=== Metin Parçası ===
İdare Hukuku hocalarımız; ''nimetlerle külfetler birbirine bedeldir'' derlerdi. Devletin, yönetsel hakkından doğan, adaleti sağlama görevini izah ederlerken...Devleti, hakların ve hürriyetin teminatı olarak tarif edebilmek, adaletin ve faziletin somut anlamda göstergesidir. Bunun tam aksi ise, devleti haklar ve hürriyetler konusunda mütecaviz, kısıtlayacı bir temada tarif eder ki, buradan adalet de fazilet de neşet etmez.
Türkiye'mizin güçlü olmasını sadece bir savunma meselesi olarak görüyorsak yanılıyoruz. Türkiye, kendi iç alemine adaleti temin etmek adına da güçlü olmalıdır. Tüm vatandaşlarımızın, tek tek her birimizin ''insan onurunu'' koruyabilmek adına güçlü olmak zorundadır...
İnsan onuru kavramı, iki temel içerikle anlam kazanır. Birincisi insan hakları bilinci çerçevesinde, insan oluşumuza has, doğuştan, vazgeçilmez ve devredilmez haklarımızın devlet tarafından tanınması ve korunmasıdır . İkincisi ise, bu hakların somut mahiyet kazanarak hayatın içinde karşılığını bulması hadisesidir ki buna da insan hürriyeti bahsi diyoruz. Haklar ve hürriyetler olmazsa, orada insan onuru da olmaz...
===
- Görev Listesi -
1. Metinde "haklarımızın" sözcüğünden hemen önce sıralanan nitelemeler nelerdir?
2. Girdilerde "soccer" sözcüğünü içeren her satırı çıkarın; büyük-küçük harf ayrımı dikkate alınmalıdır.
Metin ile girdiler arasında hiçbir bağ yoktur.
=== Alıştırma Girdisi ===
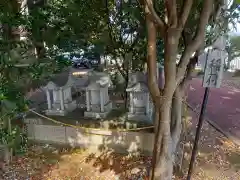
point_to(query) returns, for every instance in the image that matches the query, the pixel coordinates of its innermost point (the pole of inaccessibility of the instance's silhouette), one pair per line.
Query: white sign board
(213, 70)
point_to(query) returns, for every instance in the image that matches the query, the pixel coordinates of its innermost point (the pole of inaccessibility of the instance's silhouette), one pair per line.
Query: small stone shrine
(98, 104)
(59, 95)
(140, 107)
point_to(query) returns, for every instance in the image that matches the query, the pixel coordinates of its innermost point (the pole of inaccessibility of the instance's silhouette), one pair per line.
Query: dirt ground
(218, 159)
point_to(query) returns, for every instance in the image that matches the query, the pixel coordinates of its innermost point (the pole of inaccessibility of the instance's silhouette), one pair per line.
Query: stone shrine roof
(97, 80)
(137, 82)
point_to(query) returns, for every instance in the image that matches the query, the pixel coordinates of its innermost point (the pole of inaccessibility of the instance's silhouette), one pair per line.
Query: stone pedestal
(98, 104)
(139, 107)
(139, 102)
(59, 99)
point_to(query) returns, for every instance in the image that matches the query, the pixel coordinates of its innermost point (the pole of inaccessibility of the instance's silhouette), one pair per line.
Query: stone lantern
(59, 96)
(98, 104)
(140, 107)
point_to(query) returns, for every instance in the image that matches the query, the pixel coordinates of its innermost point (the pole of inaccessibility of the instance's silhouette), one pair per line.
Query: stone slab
(138, 117)
(50, 133)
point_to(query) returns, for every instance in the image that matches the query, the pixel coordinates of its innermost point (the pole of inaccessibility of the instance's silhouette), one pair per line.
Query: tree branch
(171, 7)
(185, 13)
(150, 9)
(197, 41)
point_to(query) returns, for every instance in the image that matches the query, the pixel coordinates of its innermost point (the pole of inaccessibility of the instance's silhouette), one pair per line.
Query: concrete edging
(219, 129)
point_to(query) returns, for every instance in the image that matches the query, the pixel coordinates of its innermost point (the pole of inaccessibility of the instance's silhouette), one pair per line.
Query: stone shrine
(140, 106)
(59, 95)
(98, 104)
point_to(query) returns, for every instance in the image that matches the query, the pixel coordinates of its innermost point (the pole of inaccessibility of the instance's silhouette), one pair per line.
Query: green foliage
(126, 32)
(234, 47)
(17, 140)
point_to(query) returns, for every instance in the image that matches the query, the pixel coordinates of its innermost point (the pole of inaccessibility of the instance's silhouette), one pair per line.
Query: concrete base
(69, 107)
(138, 117)
(98, 115)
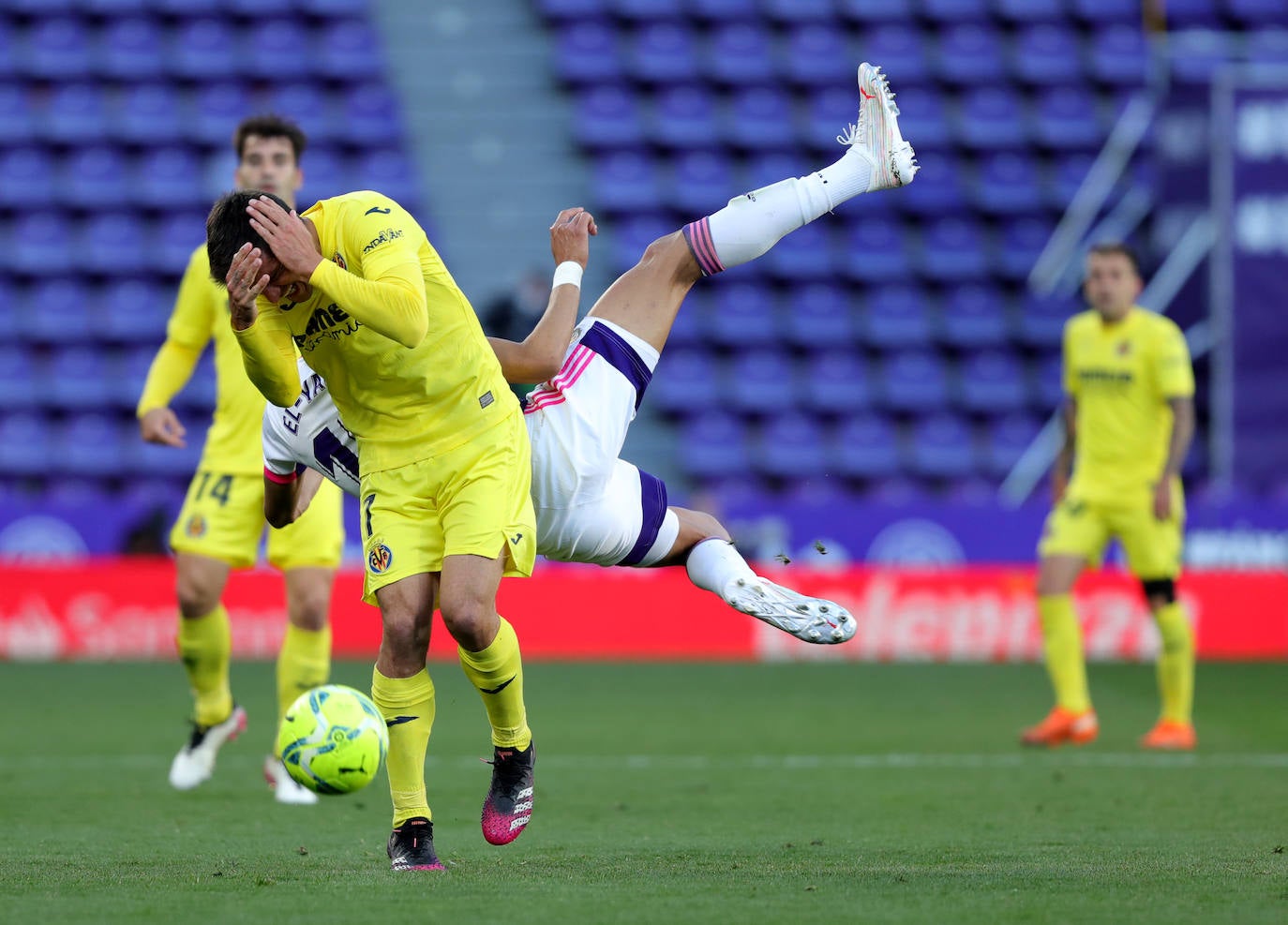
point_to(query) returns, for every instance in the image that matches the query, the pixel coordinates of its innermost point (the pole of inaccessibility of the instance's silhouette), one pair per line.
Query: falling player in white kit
(592, 505)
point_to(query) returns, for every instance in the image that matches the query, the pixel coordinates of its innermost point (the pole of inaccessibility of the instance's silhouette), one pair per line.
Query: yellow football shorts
(223, 518)
(1082, 527)
(472, 500)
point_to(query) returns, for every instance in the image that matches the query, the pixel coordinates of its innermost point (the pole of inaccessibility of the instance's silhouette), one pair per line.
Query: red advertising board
(124, 608)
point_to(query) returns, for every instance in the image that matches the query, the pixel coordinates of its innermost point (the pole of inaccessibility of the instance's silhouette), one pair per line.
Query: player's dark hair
(269, 126)
(228, 229)
(1108, 247)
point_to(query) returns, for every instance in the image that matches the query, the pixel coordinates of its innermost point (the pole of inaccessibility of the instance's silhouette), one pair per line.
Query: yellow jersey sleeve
(187, 336)
(389, 296)
(1174, 372)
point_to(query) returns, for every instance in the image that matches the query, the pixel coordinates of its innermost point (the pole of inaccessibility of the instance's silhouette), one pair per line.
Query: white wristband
(568, 274)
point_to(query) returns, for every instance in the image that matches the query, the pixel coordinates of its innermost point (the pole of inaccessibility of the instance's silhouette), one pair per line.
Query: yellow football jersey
(200, 316)
(1122, 377)
(398, 344)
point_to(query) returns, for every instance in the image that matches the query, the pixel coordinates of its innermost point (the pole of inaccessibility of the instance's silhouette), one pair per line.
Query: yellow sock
(203, 649)
(498, 673)
(407, 705)
(1176, 663)
(303, 664)
(1063, 643)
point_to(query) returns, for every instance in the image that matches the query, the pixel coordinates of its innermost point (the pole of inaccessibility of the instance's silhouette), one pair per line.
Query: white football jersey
(310, 432)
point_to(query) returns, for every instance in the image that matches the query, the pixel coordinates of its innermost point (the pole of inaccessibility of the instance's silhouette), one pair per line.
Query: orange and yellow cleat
(1170, 736)
(1063, 726)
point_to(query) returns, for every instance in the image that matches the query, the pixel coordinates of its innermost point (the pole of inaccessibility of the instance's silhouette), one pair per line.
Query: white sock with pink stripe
(754, 223)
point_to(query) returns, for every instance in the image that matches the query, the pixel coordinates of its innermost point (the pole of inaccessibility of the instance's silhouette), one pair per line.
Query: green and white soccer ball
(333, 739)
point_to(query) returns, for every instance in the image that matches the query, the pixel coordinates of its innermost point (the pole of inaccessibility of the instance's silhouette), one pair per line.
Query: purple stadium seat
(1049, 382)
(662, 52)
(217, 109)
(975, 316)
(1046, 54)
(55, 310)
(864, 446)
(608, 117)
(876, 250)
(682, 117)
(740, 53)
(127, 310)
(1006, 183)
(147, 113)
(895, 319)
(819, 316)
(40, 243)
(1116, 54)
(942, 447)
(789, 446)
(28, 178)
(17, 116)
(950, 10)
(130, 49)
(113, 244)
(992, 381)
(588, 53)
(836, 382)
(205, 49)
(17, 378)
(913, 380)
(901, 51)
(24, 443)
(76, 377)
(1022, 244)
(345, 48)
(923, 117)
(954, 248)
(816, 53)
(1041, 321)
(939, 189)
(967, 53)
(743, 315)
(685, 382)
(760, 381)
(806, 254)
(1032, 10)
(992, 117)
(625, 182)
(93, 178)
(55, 48)
(74, 113)
(699, 182)
(713, 444)
(1006, 440)
(760, 119)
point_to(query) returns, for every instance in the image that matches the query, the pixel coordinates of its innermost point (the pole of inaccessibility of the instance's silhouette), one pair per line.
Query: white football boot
(196, 760)
(286, 788)
(812, 619)
(876, 136)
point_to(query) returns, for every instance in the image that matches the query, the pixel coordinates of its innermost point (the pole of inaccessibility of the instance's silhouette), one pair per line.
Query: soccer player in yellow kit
(1129, 423)
(443, 455)
(222, 521)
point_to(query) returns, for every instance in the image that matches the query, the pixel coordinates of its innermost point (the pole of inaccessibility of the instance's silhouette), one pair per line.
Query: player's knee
(1160, 591)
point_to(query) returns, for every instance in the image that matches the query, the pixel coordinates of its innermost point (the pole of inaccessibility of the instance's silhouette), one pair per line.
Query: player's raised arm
(540, 354)
(388, 296)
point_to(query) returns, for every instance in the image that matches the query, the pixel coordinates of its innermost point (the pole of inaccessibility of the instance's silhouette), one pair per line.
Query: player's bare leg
(1071, 721)
(303, 663)
(203, 647)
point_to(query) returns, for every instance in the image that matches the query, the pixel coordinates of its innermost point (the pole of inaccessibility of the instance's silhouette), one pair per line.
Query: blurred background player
(222, 519)
(446, 465)
(1129, 422)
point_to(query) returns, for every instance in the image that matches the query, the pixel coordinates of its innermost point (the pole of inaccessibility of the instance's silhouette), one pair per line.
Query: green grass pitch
(667, 794)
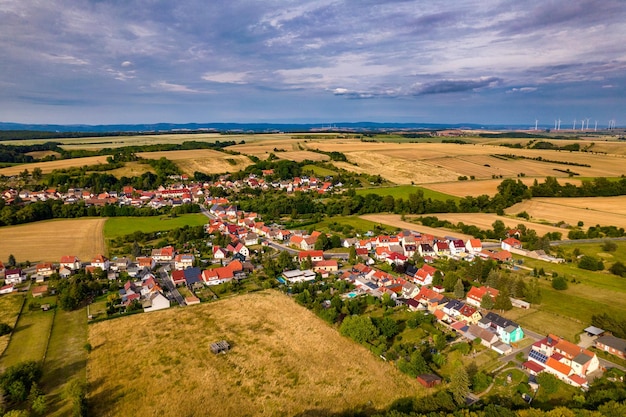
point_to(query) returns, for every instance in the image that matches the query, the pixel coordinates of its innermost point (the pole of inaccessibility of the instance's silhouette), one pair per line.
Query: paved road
(167, 283)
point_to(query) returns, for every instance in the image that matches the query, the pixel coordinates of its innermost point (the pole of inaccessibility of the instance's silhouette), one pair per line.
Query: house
(7, 289)
(325, 266)
(100, 261)
(475, 295)
(14, 276)
(510, 243)
(165, 254)
(146, 262)
(429, 380)
(473, 246)
(613, 345)
(184, 261)
(507, 330)
(70, 262)
(157, 301)
(316, 255)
===
- Yanıt Listesi -
1. insan oluşumuza has, doğuştan, vazgeçilmez, devredilmez

2.
Query: green and white soccer ball
Query: soccer player in yellow kit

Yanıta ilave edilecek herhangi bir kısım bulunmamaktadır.